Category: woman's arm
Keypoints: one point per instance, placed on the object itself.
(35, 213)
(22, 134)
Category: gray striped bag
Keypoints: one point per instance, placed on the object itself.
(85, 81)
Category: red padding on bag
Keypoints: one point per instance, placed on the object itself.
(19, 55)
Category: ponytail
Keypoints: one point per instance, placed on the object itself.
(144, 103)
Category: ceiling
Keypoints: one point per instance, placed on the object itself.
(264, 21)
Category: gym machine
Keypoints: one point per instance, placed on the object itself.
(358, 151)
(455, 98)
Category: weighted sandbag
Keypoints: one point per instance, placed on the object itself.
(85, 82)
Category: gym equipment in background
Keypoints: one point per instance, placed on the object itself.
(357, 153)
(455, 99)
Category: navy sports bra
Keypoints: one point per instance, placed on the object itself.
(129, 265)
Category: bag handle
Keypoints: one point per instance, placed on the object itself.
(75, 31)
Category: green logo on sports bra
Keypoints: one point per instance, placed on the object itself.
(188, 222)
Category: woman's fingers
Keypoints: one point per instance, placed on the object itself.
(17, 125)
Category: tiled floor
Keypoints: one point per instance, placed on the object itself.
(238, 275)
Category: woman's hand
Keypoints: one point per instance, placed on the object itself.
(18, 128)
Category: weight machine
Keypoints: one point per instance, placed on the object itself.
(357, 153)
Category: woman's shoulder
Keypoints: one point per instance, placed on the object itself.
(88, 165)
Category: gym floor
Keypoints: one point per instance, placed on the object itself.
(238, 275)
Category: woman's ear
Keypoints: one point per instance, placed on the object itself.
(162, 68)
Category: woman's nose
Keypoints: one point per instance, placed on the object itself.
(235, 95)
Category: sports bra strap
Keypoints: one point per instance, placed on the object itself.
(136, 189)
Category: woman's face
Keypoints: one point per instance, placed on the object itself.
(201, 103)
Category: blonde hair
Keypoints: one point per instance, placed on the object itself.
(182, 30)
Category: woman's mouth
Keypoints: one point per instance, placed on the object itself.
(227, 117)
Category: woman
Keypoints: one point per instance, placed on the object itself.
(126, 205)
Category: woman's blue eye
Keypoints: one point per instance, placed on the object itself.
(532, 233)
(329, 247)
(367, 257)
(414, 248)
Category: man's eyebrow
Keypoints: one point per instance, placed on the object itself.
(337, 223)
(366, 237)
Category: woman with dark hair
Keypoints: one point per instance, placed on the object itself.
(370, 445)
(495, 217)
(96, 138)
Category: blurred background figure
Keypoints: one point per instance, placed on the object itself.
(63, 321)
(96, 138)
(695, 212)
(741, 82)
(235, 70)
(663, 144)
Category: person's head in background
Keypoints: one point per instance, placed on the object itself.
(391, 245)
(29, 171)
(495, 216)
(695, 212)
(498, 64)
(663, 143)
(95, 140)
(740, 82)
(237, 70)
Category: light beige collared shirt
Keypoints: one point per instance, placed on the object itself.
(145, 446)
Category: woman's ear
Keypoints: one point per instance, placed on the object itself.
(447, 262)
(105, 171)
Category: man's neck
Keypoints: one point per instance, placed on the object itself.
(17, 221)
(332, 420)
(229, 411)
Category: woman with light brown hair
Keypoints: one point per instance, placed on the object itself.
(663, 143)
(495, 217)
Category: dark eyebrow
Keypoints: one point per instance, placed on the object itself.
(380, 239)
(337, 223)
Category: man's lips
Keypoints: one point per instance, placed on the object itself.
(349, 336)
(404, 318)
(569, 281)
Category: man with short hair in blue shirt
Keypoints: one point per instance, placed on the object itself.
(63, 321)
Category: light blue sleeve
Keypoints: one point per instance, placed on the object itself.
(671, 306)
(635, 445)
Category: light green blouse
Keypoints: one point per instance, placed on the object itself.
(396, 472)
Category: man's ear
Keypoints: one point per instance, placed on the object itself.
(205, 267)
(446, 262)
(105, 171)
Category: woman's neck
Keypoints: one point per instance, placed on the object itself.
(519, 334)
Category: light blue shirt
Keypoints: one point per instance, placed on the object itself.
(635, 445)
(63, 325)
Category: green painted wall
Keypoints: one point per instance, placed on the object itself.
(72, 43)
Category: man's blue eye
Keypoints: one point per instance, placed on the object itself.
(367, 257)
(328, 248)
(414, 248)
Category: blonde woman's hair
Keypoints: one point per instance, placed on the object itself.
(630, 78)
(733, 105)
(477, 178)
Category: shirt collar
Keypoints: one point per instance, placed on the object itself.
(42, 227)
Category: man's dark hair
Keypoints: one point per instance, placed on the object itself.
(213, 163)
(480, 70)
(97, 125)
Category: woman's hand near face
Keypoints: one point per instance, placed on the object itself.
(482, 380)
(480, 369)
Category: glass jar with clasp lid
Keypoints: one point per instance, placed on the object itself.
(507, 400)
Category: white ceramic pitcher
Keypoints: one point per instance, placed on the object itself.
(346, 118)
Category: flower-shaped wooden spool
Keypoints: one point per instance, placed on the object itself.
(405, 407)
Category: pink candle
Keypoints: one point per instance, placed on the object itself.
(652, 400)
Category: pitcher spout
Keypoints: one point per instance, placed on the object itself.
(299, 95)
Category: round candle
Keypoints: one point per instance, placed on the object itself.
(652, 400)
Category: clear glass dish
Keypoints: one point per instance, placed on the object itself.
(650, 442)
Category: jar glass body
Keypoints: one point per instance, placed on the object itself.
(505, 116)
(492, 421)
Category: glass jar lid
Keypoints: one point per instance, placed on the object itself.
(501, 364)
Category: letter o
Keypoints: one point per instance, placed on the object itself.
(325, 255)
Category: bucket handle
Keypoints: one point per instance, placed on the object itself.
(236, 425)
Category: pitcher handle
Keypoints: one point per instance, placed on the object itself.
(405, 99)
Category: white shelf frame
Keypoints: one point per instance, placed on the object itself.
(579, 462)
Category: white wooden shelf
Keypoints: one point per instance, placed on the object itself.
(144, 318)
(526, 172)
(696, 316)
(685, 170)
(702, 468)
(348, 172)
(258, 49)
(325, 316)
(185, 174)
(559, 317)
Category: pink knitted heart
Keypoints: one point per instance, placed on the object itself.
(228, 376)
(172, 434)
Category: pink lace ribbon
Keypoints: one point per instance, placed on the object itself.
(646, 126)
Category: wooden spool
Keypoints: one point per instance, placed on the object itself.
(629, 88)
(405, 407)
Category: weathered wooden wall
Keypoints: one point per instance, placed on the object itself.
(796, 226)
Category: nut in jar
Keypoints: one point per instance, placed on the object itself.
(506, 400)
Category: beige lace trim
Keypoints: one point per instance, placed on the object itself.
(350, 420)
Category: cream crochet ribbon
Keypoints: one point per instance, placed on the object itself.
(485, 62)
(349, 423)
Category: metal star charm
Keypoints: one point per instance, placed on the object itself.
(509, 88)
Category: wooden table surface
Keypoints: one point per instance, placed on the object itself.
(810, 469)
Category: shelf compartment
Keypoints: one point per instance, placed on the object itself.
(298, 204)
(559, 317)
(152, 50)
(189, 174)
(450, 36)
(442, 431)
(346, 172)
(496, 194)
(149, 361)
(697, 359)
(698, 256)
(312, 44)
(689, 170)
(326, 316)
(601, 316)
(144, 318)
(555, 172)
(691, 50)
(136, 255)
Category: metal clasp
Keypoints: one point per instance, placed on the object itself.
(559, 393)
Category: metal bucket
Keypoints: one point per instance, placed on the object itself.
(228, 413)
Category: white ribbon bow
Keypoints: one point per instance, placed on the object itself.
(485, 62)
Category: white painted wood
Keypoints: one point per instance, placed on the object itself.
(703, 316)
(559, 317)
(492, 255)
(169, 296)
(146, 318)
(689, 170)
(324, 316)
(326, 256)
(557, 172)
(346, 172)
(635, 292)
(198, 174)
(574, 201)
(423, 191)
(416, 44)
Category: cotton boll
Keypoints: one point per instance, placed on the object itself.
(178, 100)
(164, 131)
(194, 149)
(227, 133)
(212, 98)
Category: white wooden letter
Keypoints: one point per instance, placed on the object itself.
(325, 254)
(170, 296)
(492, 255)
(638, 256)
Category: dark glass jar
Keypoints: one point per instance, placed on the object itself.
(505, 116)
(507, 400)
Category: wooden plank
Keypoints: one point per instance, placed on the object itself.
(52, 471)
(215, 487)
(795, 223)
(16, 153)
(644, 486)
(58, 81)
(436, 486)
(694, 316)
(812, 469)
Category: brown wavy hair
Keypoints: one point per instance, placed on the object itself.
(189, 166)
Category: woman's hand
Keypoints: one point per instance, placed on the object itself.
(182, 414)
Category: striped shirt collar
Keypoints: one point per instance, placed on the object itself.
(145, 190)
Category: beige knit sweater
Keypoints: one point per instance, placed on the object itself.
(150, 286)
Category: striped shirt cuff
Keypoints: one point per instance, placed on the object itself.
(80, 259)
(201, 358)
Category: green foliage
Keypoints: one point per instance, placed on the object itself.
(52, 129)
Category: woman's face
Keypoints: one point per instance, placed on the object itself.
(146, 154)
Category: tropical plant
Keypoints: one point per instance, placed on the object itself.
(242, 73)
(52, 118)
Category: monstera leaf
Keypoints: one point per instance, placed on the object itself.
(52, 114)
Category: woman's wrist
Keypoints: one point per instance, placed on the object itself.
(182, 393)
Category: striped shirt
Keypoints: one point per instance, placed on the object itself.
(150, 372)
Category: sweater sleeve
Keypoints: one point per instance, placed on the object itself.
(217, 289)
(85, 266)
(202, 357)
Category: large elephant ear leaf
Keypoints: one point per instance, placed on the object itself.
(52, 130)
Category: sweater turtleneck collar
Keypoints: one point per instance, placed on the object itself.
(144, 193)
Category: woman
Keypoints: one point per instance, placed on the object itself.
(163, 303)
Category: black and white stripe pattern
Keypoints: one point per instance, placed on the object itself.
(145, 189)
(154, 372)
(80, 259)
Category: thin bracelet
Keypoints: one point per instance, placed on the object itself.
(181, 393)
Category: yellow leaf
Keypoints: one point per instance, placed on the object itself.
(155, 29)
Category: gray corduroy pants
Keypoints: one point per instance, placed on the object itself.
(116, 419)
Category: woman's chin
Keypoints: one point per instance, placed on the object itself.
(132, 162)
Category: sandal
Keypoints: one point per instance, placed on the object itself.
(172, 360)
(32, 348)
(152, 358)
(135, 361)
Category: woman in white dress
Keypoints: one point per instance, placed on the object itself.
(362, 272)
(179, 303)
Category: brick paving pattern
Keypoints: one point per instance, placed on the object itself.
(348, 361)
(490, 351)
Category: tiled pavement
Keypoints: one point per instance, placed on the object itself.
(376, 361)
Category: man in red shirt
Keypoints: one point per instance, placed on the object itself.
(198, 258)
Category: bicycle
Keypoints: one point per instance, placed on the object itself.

* _WHAT TO WORK ON_:
Quote exactly and only the lines from the one holding "Category: woman's chin" through the end of the data.

* _RESULT FOR THIS EXERCISE_:
Category: woman's chin
Keypoints: one point per instance, placed on the object itself.
(132, 162)
Category: sandal
Keypoints: one point per instance, placed on the object itself.
(172, 360)
(32, 348)
(152, 358)
(135, 361)
Category: woman in white dress
Keypoints: one point per instance, placed on the object itself.
(362, 272)
(179, 303)
Category: brick paving pattern
Keypoints: one point per instance, placed on the object itself.
(348, 361)
(490, 351)
Category: tiled pavement
Keypoints: one point per instance, placed on the object itself.
(376, 361)
Category: man in red shirt
Keypoints: one point per instance, placed on the object itself.
(198, 258)
Category: bicycle
Keypoints: one point per instance, placed on the object itself.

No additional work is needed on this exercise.